__EXTRACT PROVIDED__
+--

Danish architecture studio EFFEKT has planted hundreds of pine seedlings around seven architectural models at the Venice Architecture Biennale using a hydroponics system that’s remote-controlled from Copenhagen. Source: Dezeen

The installation is called Ego to Eco and responds to the biennale’s theme, a question posed by the Venice Architecture Biennale’s 2021 curator Hashim Sarkis: How will we live together?

The seven models represent different research and design projects by EFFEKT that the studio feels answers this theme.

EFFEKT planted 1200 one-year-old trees of four different species for the exhibition –  Scots Pine (Pinus Sylvestris), Norway Spruce (Picea Abies), Sitka Spruce (Pinus Sitchensisa) and Hybrid Larch (Larix Eurolepis).

These seedlings sit in a hydroponic growing system that circulates water and nutrients around their roots. Hydroponics is a system of horticulture that grows plants without using soil.

Excess water drains into a tank below the planter that holds the system, called a grow table.

Sensors monitoring the pressure, humidity, and temperature allow EFFEKT to monitor and control the system in real-time from their office back in Copenhagen.

The trees will grow in the exhibition hall at the Venice Architecture Biennale for six months. After the biennale finishes, EFFEKT will take them back to Denmark and plant them as part of an urban reforestation project.

The studio estimates that these trees will be able to absorb over 1000 tons of carbon dioxide over the next 50 years.

“Ego to Eco is built upon the idea of creating an exhibition with a lasting positive impact,” said EFFEKT.

“Considering social, environmental and economic aspects of any project can help address some of the greatest challenges we face as a result of our human existence.”

Trees and nature have emerged as a major theme for the Venice Architecture Biennale 2021.

+--

Stored records
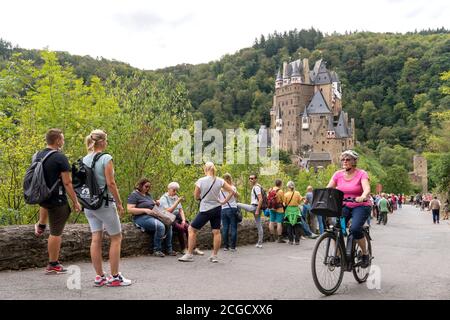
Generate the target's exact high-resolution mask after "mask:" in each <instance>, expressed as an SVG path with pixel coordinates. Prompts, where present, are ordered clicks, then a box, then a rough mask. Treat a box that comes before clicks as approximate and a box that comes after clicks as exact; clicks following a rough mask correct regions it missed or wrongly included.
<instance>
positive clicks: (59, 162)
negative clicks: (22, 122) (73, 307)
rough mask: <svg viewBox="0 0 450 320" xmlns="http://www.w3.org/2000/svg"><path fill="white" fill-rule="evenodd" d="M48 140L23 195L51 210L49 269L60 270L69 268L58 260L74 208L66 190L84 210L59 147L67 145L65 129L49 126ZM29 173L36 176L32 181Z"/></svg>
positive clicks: (44, 214)
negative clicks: (70, 217) (71, 215)
mask: <svg viewBox="0 0 450 320" xmlns="http://www.w3.org/2000/svg"><path fill="white" fill-rule="evenodd" d="M45 140H46V142H47V147H46V148H45V149H44V150H41V151H39V152H37V153H36V154H35V155H34V156H33V161H32V162H33V163H32V165H31V167H30V169H28V171H27V175H26V177H25V181H24V189H25V192H24V195H25V201H26V202H27V203H30V204H35V203H36V202H37V203H39V206H40V207H41V208H40V212H45V211H47V213H48V220H49V226H50V236H49V238H48V256H49V264H48V266H47V269H46V273H47V274H60V273H66V272H67V270H66V269H65V268H64V267H63V265H62V264H61V263H59V261H58V259H59V252H60V249H61V240H62V239H61V234H62V232H63V230H64V226H65V224H66V222H67V219H68V218H69V215H70V211H71V210H70V207H69V204H68V201H67V196H66V192H67V193H68V194H69V197H70V199H71V200H72V203H73V206H74V209H75V211H77V212H79V211H81V206H80V204H79V203H78V200H77V197H76V195H75V192H74V190H73V186H72V177H71V174H70V170H71V168H70V165H69V161H68V159H67V157H66V156H65V155H64V154H63V153H62V152H61V151H60V150H61V149H62V147H63V146H64V135H63V133H62V131H61V130H59V129H50V130H48V131H47V134H46V135H45ZM30 177H32V178H33V179H32V181H33V182H31V180H30ZM42 208H43V209H42ZM44 215H45V214H44ZM40 220H41V221H42V220H45V219H40Z"/></svg>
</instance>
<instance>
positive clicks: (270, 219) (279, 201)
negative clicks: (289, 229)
mask: <svg viewBox="0 0 450 320" xmlns="http://www.w3.org/2000/svg"><path fill="white" fill-rule="evenodd" d="M282 186H283V182H282V181H281V180H280V179H277V180H275V186H274V187H273V188H271V189H270V190H269V193H268V194H267V205H268V208H269V209H270V222H269V231H270V235H271V236H272V239H273V240H274V241H277V242H278V243H286V241H284V240H283V236H282V235H283V220H284V207H283V199H284V192H283V190H281V187H282ZM275 225H276V226H277V234H278V237H277V236H276V235H275Z"/></svg>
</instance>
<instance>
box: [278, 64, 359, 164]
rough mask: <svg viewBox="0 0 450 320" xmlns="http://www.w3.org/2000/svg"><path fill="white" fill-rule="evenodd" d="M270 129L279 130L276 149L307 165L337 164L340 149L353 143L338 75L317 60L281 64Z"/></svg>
mask: <svg viewBox="0 0 450 320" xmlns="http://www.w3.org/2000/svg"><path fill="white" fill-rule="evenodd" d="M270 119H271V121H270V128H271V129H274V130H276V131H277V132H278V133H279V143H280V146H279V147H280V149H281V150H284V151H287V152H289V153H290V154H291V155H292V157H293V158H294V162H296V163H297V164H299V165H301V166H303V167H307V168H312V167H314V168H317V167H320V166H322V167H325V166H327V165H329V164H331V163H334V164H338V162H339V155H340V153H341V152H342V151H344V150H347V149H352V148H353V147H354V145H355V121H354V119H349V118H348V114H347V113H346V112H344V111H343V110H342V89H341V83H340V81H339V78H338V75H337V74H336V72H334V71H331V72H330V71H329V70H328V69H327V68H326V63H325V61H323V60H318V61H317V62H316V63H315V65H314V68H313V70H310V69H309V61H308V59H303V60H300V59H299V60H296V61H293V62H291V63H287V62H284V63H283V71H282V72H281V70H278V74H277V77H276V80H275V95H274V97H273V106H272V109H271V110H270Z"/></svg>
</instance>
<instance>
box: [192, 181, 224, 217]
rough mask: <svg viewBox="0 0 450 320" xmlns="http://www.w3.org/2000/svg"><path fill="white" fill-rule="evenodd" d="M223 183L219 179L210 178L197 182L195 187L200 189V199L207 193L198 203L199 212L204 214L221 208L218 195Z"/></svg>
mask: <svg viewBox="0 0 450 320" xmlns="http://www.w3.org/2000/svg"><path fill="white" fill-rule="evenodd" d="M214 179H216V181H215V182H214V185H213V187H212V188H211V190H210V191H209V192H208V190H209V188H210V187H211V185H212V183H213V181H214ZM224 182H225V181H224V180H223V179H221V178H217V177H211V176H206V177H203V178H200V179H198V180H197V182H196V183H195V185H196V186H197V187H199V188H200V198H203V197H204V196H205V194H206V192H208V194H207V195H206V197H204V199H203V200H202V201H201V202H200V212H205V211H208V210H211V209H214V208H216V207H218V206H221V204H220V202H219V194H220V189H221V188H222V186H223V184H224Z"/></svg>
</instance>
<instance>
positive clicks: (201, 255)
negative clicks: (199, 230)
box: [194, 248, 205, 256]
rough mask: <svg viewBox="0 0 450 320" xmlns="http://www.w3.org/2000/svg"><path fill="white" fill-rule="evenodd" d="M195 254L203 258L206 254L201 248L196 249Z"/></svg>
mask: <svg viewBox="0 0 450 320" xmlns="http://www.w3.org/2000/svg"><path fill="white" fill-rule="evenodd" d="M194 254H196V255H198V256H202V255H204V254H205V253H204V252H203V251H201V250H200V249H199V248H195V249H194Z"/></svg>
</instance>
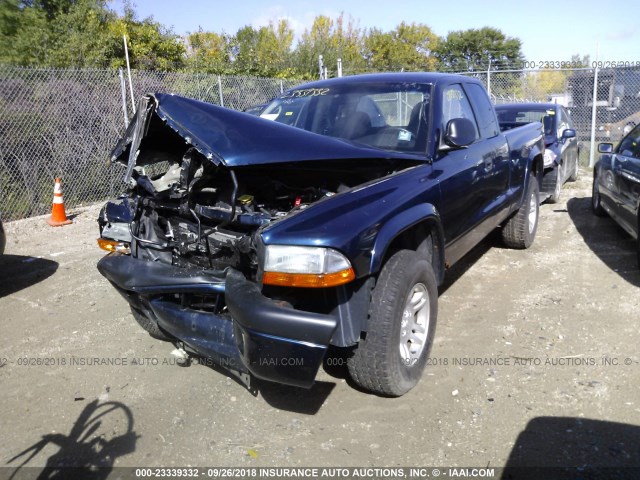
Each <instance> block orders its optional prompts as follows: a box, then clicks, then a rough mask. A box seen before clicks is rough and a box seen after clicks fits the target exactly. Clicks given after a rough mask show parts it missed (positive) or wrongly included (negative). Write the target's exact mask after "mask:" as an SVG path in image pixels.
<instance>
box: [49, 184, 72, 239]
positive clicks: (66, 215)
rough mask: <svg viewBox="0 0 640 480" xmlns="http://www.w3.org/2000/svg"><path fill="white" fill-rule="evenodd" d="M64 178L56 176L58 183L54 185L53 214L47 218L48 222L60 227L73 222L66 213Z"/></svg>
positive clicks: (53, 225)
mask: <svg viewBox="0 0 640 480" xmlns="http://www.w3.org/2000/svg"><path fill="white" fill-rule="evenodd" d="M61 183H62V180H60V179H59V178H56V184H55V186H54V187H53V206H52V207H51V216H50V217H49V218H47V223H48V224H49V225H51V226H52V227H60V226H62V225H69V224H70V223H73V222H72V221H71V220H69V219H68V218H67V214H66V213H64V200H63V199H62V186H61Z"/></svg>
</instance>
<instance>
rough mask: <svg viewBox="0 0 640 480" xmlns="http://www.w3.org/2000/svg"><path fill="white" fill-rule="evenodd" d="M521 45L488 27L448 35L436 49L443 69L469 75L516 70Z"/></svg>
mask: <svg viewBox="0 0 640 480" xmlns="http://www.w3.org/2000/svg"><path fill="white" fill-rule="evenodd" d="M521 47H522V42H521V41H520V39H518V38H512V37H507V36H506V35H505V34H504V33H502V32H501V31H500V30H498V29H496V28H492V27H484V28H480V29H474V28H472V29H469V30H462V31H456V32H449V34H448V35H447V37H446V39H445V40H444V41H443V42H441V43H440V45H439V46H438V48H437V49H436V55H437V57H438V58H439V59H440V62H441V66H442V68H443V69H446V70H450V71H455V72H463V71H465V72H467V71H468V72H473V71H478V70H487V69H488V68H489V66H491V68H492V69H499V70H505V69H520V68H522V61H523V60H524V55H523V54H522V51H521Z"/></svg>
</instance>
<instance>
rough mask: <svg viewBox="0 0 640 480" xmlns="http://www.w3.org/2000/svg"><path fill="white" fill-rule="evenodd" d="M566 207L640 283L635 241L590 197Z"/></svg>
mask: <svg viewBox="0 0 640 480" xmlns="http://www.w3.org/2000/svg"><path fill="white" fill-rule="evenodd" d="M567 210H568V211H569V217H571V220H572V221H573V223H574V225H575V227H576V229H577V230H578V233H580V235H581V236H582V238H583V239H584V241H585V243H586V244H587V246H588V247H589V248H590V249H591V251H593V253H595V254H596V256H597V257H598V258H599V259H600V260H602V262H603V263H604V264H605V265H606V266H607V267H609V268H610V269H611V270H613V271H614V272H616V273H617V274H618V275H620V276H621V277H622V278H623V279H624V280H626V281H627V282H629V283H630V284H632V285H635V286H640V270H638V264H637V250H636V249H637V245H636V241H635V240H634V239H633V238H631V236H630V235H629V234H628V233H626V232H625V231H624V230H622V228H620V227H619V226H618V224H617V223H615V222H614V221H613V220H612V219H611V218H609V217H597V216H596V215H595V214H594V213H593V212H592V211H591V197H586V198H572V199H570V200H569V201H568V202H567ZM639 473H640V472H639Z"/></svg>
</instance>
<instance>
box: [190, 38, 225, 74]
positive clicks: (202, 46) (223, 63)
mask: <svg viewBox="0 0 640 480" xmlns="http://www.w3.org/2000/svg"><path fill="white" fill-rule="evenodd" d="M186 43H187V65H188V67H189V69H191V70H195V71H197V72H207V73H216V74H223V73H228V72H229V70H230V60H229V50H230V45H229V38H228V37H227V35H226V34H224V33H222V34H218V33H215V32H205V31H203V30H202V29H201V30H199V31H197V32H195V33H190V34H189V35H187V38H186Z"/></svg>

+--

__EXERCISE REQUIREMENTS__
Return the passage of the EFFEKT installation text from "The installation is" to "Larch (Larix Eurolepis)." word for word. The records are separate material, not connected to the text about the EFFEKT installation.

__COMPLETED EXERCISE__
The installation is called Ego to Eco and responds to the biennale’s theme, a question posed by the Venice Architecture Biennale’s 2021 curator Hashim Sarkis: How will we live together?

The seven models represent different research and design projects by EFFEKT that the studio feels answers this theme.

EFFEKT planted 1200 one-year-old trees of four different species for the exhibition –  Scots Pine (Pinus Sylvestris), Norway Spruce (Picea Abies), Sitka Spruce (Pinus Sitchensisa) and Hybrid Larch (Larix Eurolepis).